Exercise:
Copy the entries word for word, starting with the line that contains "of the <item>dormer" and ending after the line that contains "[[[543,72],[544,33],[504,26],[504,101],[518,101]]]". Include nothing before or after that span.

Records from an annotation dataset:

——

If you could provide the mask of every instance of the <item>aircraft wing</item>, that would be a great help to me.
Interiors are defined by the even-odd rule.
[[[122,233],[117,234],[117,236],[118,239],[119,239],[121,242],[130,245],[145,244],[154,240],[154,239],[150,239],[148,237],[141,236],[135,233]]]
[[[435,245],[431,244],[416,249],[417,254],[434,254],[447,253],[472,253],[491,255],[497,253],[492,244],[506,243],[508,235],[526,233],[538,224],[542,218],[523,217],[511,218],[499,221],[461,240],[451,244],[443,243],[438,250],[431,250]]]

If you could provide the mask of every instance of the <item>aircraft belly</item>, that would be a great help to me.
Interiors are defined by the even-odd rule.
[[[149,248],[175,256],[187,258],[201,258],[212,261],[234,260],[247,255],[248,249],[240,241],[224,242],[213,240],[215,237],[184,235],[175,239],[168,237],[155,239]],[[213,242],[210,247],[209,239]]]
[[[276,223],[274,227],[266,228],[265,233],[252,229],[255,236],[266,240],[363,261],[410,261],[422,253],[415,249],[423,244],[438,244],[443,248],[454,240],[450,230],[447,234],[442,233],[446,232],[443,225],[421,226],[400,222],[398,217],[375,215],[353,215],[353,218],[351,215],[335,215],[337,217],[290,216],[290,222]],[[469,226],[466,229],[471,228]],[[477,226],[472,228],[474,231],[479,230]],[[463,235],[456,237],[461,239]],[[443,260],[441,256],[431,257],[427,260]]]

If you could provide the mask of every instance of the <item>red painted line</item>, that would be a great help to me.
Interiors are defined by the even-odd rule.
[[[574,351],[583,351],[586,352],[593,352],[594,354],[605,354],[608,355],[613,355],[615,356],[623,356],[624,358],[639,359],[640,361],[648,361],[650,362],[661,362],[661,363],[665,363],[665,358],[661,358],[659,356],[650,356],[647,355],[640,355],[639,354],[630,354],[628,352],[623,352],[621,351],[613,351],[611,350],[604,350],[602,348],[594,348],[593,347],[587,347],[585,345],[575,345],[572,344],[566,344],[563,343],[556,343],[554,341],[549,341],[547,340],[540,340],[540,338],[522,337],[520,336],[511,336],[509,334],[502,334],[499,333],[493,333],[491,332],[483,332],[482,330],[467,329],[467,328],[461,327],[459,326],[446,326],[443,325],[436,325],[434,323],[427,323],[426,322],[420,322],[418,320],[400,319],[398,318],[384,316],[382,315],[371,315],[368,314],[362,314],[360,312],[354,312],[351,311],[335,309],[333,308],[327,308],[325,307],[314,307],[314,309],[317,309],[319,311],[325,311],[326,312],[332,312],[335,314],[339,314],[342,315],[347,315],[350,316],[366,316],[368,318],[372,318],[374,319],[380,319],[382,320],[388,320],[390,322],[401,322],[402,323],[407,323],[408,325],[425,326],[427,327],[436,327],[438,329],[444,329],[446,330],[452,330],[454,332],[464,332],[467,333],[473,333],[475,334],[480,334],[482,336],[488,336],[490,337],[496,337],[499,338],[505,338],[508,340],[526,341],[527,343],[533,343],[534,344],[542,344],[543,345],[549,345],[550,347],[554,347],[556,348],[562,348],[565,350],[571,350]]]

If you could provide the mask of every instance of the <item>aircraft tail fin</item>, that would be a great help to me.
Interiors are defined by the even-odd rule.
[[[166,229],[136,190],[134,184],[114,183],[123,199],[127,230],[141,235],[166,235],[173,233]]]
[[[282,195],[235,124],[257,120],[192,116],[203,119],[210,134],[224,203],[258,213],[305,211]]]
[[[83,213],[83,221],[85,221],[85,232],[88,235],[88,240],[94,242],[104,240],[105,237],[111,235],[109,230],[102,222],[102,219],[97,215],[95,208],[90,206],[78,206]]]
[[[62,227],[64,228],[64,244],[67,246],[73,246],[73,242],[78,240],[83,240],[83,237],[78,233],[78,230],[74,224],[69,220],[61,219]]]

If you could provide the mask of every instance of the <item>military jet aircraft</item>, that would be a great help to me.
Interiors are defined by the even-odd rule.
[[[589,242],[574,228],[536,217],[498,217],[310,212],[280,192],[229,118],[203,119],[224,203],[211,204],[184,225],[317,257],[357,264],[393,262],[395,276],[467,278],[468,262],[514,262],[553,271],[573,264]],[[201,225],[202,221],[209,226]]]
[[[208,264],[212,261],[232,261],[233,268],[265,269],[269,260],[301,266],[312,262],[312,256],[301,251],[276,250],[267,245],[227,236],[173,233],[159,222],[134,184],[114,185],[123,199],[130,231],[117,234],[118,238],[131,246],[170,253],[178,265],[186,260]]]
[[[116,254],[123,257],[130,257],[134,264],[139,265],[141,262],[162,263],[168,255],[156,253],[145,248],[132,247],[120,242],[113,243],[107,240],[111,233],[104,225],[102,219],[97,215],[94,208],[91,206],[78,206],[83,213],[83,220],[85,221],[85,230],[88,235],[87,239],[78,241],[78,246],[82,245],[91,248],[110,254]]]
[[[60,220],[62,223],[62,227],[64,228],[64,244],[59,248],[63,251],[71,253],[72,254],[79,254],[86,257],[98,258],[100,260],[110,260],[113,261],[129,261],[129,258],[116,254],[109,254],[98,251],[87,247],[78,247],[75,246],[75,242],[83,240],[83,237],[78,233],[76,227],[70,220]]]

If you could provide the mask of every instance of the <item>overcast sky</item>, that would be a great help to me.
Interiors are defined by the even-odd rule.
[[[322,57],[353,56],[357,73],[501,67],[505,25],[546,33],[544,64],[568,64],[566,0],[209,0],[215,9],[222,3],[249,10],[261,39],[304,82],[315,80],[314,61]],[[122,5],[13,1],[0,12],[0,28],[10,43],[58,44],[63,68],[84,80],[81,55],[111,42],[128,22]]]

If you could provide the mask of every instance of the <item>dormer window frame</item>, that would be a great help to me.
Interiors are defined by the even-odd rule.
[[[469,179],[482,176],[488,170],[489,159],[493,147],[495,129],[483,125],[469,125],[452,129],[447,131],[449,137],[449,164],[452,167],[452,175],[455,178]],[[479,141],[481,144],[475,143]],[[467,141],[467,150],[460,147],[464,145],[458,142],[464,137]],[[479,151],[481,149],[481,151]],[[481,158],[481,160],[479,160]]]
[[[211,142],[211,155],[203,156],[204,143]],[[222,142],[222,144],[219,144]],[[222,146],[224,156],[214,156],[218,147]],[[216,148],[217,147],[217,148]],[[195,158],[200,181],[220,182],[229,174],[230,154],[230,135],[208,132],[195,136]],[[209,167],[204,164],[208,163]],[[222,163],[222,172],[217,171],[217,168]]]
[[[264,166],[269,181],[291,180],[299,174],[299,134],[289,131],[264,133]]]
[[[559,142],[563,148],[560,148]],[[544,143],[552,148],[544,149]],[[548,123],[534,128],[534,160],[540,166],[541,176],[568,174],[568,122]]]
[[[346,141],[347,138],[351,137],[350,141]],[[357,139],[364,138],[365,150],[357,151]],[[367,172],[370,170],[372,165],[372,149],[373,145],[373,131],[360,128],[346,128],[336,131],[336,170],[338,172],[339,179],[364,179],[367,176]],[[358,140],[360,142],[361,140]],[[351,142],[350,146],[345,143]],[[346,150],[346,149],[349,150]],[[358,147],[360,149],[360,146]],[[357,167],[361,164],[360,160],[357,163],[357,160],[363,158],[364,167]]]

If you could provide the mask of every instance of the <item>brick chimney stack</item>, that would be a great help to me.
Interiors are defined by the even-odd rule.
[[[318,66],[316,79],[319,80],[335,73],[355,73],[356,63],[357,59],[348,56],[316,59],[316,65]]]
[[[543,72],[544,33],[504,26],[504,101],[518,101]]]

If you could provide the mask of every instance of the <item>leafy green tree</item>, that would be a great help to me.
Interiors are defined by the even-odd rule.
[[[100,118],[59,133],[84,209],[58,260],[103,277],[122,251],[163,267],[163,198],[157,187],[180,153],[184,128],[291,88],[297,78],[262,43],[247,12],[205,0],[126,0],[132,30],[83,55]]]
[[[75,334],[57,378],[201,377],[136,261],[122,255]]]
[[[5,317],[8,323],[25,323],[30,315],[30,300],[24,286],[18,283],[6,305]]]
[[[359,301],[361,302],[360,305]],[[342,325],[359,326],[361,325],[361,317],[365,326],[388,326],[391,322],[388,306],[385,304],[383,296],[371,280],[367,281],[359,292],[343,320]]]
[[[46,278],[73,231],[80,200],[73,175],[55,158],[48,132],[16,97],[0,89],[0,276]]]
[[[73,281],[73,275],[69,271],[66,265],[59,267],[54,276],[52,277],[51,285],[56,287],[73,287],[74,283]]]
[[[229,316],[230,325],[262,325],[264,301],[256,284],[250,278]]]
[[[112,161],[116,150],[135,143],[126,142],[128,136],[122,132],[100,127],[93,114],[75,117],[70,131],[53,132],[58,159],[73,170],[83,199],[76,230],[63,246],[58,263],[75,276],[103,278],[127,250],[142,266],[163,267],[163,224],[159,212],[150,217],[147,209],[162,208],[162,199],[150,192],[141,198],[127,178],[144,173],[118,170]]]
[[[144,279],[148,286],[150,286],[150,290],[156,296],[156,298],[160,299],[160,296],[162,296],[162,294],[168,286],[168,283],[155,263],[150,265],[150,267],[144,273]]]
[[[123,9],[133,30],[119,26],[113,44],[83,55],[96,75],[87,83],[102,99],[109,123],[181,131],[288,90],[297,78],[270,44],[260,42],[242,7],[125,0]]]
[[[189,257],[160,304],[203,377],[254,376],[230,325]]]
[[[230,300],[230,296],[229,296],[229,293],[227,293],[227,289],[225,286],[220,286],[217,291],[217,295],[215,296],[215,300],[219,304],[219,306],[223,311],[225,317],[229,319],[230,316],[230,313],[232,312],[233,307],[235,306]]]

——

Output of the exercise:
If you could provide the mask of every instance of the <item>dormer window frame</item>, that would be a great help to me.
Interiors are defined by the even-odd rule.
[[[469,179],[482,176],[488,170],[489,159],[493,147],[495,129],[483,125],[469,125],[452,129],[447,131],[449,137],[449,164],[452,167],[452,175],[455,178]],[[479,141],[481,144],[475,143]],[[467,141],[467,150],[460,147],[464,145],[458,142],[464,137]],[[479,151],[481,149],[481,151]],[[481,158],[481,160],[479,160]]]
[[[211,142],[211,155],[203,156],[204,143]],[[222,142],[222,144],[219,144]],[[222,146],[224,156],[214,156],[218,147]],[[216,148],[217,147],[217,148]],[[195,158],[200,181],[220,182],[229,174],[230,154],[230,135],[208,132],[195,136]],[[209,167],[204,164],[208,163]],[[222,163],[222,172],[217,171],[217,168]]]
[[[264,166],[269,181],[291,180],[299,174],[299,134],[289,131],[264,133]]]
[[[559,142],[563,148],[560,148]],[[544,143],[552,148],[544,149]],[[548,123],[534,128],[534,160],[540,166],[541,176],[568,174],[568,122]]]
[[[346,141],[347,138],[351,137],[350,141]],[[357,139],[364,138],[365,150],[357,151]],[[367,172],[370,170],[372,165],[372,149],[373,145],[373,131],[360,128],[346,128],[336,131],[336,170],[338,172],[339,179],[364,179],[367,176]],[[358,140],[360,142],[361,140]],[[351,142],[350,146],[345,143]],[[346,150],[346,149],[349,150]],[[358,147],[360,149],[360,146]],[[357,167],[361,164],[360,160],[357,163],[357,160],[363,158],[364,167]]]

If you could provide the mask of every instance of the <item>brick chimney stack</item>, that would be a great help to me.
Interiors are defined by the even-odd rule.
[[[318,66],[316,79],[319,80],[335,73],[355,73],[356,63],[357,59],[348,56],[316,59],[316,65]]]
[[[543,72],[544,33],[504,26],[504,101],[518,101]]]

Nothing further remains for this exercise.